Neither could I understand the passionate declarations of love for a being that nobody could see. Your family, your puppy and the new bull-calf, yes. But a spirit away off who found fault with everybody all the time, that was more than I could fathom. When I was asked if I loved God, I always said yes because I knew that that was the thing I was supposed to say. It was a guilty secret with me for a long time. I did not dare ask even my chums if they meant it when they said they loved God with all their souls and minds and hearts, and would be glad to die if He wanted them to. Maybe they had found out how to do it, and I was afraid of what they might say if they found out I hadn’t. Maybe they wouldn’t even play with me anymore.

  As I grew, the questions went to sleep in me. I just said the words, made the motions and went on. My father being a preacher, and my mother superintendent of the Sunday School, I naturally was always having to do with religious ceremonies. I even enjoyed participation at times; I was moved, not by the spirit, but by action, more or less dramatic.

  I liked revival meetings particularly. During these meetings the preacher let himself go. God was called by all of His praise-giving names. The scenery of heaven was described in detail. Hallelujah Avenue and Amen Street were paved with gold so fine that you couldn’t drop a pea on them but what they rang like chimes. Hallelujah Avenue ran north and south across heaven, and was tuned to sound alto and bass. Amen Street ran east and west and was tuned to “treble” and tenor. These streets crossed each other right in front of the throne and made harmony all the time. Yes, and right there on that corner was where all the loved ones who had gone on before would be waiting for those left behind.

  Oh yes! They were all there in their white robes with the glittering crowns on their heads, golden girdles clasped about their waists and shoes of jewelled gold on their feet, singing the hallelujah song and waiting. And as they walked up and down the golden streets, their shoes would sing, “sol me, sol do” at every step.

  Hell was described in dramatic fury. Flames of fire leaped up a thousand miles from the furnaces of Hell, and raised blisters on a sinning man’s back before he hardly got started downward. Hell-hounds pursued their ever-dying souls. Everybody under the sound of the preacher’s voice was warned, while yet they were on pleading terms with mercy, to take steps to be sure that they would not be a brand in that eternal burning.

  Sinners lined the mourner’s bench from the opening night of the revival. Before the week was over, several or all of them would be “under conviction.” People, solemn of face, crept off to the woods to “praying ground” to seek religion. Every church member worked on them hard, and there was great clamor and rejoicing when any of them “come through” religion.

  The pressure on the unconverted was stepped up by music and high drama. For instance I have seen my father stop preaching suddenly and walk down to the front edge of the pulpit and breathe into a whispered song. One of his most effective ones was:

  Run! Run! Run to the City of Refuge, children!

_Task objective_.
From the passage on childhood faith and revival meetings, can you return the words between "I liked revival" and "those left behind.", inclusive, copied word for word? The material after this passage is separate from it.

_Recorded data_.

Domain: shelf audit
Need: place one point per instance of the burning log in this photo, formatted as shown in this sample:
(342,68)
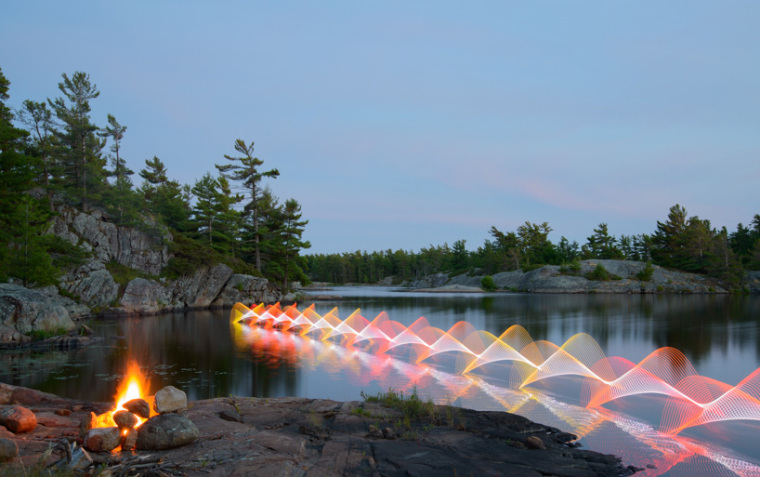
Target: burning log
(130,424)
(139,407)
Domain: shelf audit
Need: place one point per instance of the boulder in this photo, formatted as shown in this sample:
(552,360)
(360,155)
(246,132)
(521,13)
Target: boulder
(170,399)
(130,440)
(8,450)
(753,282)
(23,310)
(18,419)
(203,287)
(124,420)
(166,431)
(103,439)
(144,297)
(247,289)
(92,283)
(144,250)
(138,407)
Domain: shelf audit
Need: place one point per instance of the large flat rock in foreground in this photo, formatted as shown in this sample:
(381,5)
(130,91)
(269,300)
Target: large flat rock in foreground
(311,437)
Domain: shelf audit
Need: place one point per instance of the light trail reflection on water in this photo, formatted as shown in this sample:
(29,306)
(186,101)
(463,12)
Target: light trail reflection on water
(629,426)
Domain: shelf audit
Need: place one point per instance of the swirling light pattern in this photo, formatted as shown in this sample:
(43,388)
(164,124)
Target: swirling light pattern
(692,400)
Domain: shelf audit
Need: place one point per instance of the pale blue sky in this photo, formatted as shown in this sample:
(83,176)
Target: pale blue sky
(404,124)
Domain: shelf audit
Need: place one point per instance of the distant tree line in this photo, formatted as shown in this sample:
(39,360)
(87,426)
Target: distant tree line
(683,243)
(61,157)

_Task result_.
I liked revival meetings particularly. During these meetings the preacher let himself go. God was called by all of His praise-giving names. The scenery of heaven was described in detail. Hallelujah Avenue and Amen Street were paved with gold so fine that you couldn’t drop a pea on them but what they rang like chimes. Hallelujah Avenue ran north and south across heaven, and was tuned to sound alto and bass. Amen Street ran east and west and was tuned to “treble” and tenor. These streets crossed each other right in front of the throne and made harmony all the time. Yes, and right there on that corner was where all the loved ones who had gone on before would be waiting for those left behind.